[Extracted material]

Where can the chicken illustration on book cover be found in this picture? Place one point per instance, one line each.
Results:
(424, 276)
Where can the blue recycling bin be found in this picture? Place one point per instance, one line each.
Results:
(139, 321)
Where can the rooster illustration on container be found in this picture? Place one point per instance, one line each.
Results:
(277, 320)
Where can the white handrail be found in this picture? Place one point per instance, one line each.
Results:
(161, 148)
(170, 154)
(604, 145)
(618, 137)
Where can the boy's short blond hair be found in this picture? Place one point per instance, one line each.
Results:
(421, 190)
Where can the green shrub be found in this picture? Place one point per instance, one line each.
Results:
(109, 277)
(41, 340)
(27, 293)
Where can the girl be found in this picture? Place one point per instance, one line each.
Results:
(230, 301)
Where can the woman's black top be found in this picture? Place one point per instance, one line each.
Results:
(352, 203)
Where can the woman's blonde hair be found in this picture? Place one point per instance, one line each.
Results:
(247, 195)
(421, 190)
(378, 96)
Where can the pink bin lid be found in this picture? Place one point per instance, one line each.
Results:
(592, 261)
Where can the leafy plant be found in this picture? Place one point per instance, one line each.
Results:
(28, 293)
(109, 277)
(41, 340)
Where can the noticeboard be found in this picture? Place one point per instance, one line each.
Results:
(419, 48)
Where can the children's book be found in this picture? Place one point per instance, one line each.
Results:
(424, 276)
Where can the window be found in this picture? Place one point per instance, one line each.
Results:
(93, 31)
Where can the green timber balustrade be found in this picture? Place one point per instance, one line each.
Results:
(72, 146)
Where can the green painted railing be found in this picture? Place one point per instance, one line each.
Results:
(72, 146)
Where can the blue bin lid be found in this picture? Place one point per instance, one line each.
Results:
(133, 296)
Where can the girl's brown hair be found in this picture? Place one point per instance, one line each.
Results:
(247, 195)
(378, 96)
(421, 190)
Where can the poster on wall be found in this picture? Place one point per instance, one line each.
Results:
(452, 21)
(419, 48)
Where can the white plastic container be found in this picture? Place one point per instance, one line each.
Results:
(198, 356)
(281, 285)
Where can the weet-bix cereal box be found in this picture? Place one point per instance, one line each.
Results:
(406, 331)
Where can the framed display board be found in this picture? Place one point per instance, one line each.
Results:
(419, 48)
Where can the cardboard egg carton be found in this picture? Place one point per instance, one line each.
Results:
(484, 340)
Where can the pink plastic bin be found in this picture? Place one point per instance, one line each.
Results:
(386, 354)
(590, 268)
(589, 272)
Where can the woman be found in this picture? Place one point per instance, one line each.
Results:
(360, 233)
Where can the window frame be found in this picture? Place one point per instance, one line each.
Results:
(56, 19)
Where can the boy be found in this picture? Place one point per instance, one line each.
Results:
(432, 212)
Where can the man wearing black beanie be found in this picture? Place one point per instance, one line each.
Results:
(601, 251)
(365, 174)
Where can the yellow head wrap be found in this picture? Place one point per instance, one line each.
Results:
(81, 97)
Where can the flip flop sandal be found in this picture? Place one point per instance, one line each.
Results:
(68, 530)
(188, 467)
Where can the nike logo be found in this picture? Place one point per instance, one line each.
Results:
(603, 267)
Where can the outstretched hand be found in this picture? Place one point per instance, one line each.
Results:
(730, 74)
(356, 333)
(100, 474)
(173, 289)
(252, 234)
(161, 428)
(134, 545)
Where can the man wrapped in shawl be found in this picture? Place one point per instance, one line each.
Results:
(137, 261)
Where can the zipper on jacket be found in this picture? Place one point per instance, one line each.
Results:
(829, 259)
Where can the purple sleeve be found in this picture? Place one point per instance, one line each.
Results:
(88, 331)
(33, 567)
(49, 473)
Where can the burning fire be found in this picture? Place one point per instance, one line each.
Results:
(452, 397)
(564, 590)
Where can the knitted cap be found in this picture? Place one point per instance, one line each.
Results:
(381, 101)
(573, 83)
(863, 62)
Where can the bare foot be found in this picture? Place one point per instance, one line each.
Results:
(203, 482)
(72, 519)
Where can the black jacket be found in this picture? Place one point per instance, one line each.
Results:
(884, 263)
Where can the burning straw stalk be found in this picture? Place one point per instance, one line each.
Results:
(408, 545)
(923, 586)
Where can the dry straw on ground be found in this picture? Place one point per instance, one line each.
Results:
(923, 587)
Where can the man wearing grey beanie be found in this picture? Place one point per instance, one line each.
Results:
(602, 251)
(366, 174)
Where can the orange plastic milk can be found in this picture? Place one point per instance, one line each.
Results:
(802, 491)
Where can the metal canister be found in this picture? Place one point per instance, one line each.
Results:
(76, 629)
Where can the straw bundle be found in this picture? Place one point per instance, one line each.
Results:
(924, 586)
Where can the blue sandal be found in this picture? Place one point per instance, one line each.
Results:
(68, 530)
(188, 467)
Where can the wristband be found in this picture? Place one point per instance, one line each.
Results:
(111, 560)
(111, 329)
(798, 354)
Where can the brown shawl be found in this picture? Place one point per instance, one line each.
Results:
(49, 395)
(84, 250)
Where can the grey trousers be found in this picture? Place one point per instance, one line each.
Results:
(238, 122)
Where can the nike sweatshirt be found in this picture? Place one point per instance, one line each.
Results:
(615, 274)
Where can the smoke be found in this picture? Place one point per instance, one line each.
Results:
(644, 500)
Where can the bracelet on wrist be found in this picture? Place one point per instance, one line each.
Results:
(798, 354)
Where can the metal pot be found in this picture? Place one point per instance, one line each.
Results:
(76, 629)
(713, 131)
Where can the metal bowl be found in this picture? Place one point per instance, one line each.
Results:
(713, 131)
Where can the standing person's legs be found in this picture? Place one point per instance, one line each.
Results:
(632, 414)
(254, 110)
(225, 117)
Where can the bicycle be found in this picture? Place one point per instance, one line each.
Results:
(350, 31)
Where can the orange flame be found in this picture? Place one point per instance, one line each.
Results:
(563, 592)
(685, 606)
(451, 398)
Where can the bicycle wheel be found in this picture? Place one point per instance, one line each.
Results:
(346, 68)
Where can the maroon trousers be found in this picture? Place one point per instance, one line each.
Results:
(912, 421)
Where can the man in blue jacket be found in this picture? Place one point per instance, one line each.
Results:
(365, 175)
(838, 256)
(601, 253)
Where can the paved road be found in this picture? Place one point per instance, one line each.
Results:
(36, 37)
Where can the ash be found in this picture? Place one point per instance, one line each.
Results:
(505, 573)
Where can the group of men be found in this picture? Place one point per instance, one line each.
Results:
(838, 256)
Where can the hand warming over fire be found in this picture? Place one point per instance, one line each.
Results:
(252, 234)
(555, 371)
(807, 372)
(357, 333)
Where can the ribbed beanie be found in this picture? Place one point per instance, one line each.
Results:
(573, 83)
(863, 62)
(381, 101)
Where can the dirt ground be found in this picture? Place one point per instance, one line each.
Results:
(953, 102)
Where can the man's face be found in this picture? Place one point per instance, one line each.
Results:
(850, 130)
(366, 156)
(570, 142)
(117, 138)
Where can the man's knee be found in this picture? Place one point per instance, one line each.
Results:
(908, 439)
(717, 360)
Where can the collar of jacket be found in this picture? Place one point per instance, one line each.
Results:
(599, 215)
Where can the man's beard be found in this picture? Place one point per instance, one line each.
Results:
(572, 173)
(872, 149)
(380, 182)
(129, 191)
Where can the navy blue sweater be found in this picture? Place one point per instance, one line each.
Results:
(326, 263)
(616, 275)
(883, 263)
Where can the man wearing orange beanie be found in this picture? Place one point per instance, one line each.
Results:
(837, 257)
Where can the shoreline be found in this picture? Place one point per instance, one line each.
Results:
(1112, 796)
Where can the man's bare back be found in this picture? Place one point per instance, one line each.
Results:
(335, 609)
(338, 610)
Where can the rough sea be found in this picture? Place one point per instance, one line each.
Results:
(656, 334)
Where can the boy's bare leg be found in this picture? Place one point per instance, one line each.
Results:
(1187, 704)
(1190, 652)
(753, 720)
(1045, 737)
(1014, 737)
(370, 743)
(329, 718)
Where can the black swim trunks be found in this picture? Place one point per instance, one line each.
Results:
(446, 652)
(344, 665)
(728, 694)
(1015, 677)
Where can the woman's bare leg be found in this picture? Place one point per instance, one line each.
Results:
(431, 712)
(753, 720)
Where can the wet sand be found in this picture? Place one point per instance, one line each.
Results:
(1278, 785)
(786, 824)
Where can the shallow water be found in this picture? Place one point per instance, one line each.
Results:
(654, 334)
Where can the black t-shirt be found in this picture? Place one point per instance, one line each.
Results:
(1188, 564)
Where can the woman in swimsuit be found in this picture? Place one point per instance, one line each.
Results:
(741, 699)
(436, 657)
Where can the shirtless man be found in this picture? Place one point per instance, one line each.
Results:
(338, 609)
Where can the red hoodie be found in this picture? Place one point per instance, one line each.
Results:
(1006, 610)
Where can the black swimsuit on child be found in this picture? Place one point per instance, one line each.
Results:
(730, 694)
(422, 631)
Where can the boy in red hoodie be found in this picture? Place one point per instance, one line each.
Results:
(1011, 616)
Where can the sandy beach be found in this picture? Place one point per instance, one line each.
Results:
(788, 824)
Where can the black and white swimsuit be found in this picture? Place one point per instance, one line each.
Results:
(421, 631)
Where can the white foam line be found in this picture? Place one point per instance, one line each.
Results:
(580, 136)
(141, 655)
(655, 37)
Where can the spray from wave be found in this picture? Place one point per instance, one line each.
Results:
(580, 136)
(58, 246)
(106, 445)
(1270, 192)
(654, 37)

[/Extracted material]

__Problem details__: Where a line of the data includes the string "plastic", list that line.

__Solution for this problem__:
Where can the white plastic container be found in this picture? Place one point per instance, one line each.
Where can the pink plastic bin be found in this picture? Place one point per instance, one line each.
Where can the orange plastic milk can be found in this picture? Place one point per instance, one line each.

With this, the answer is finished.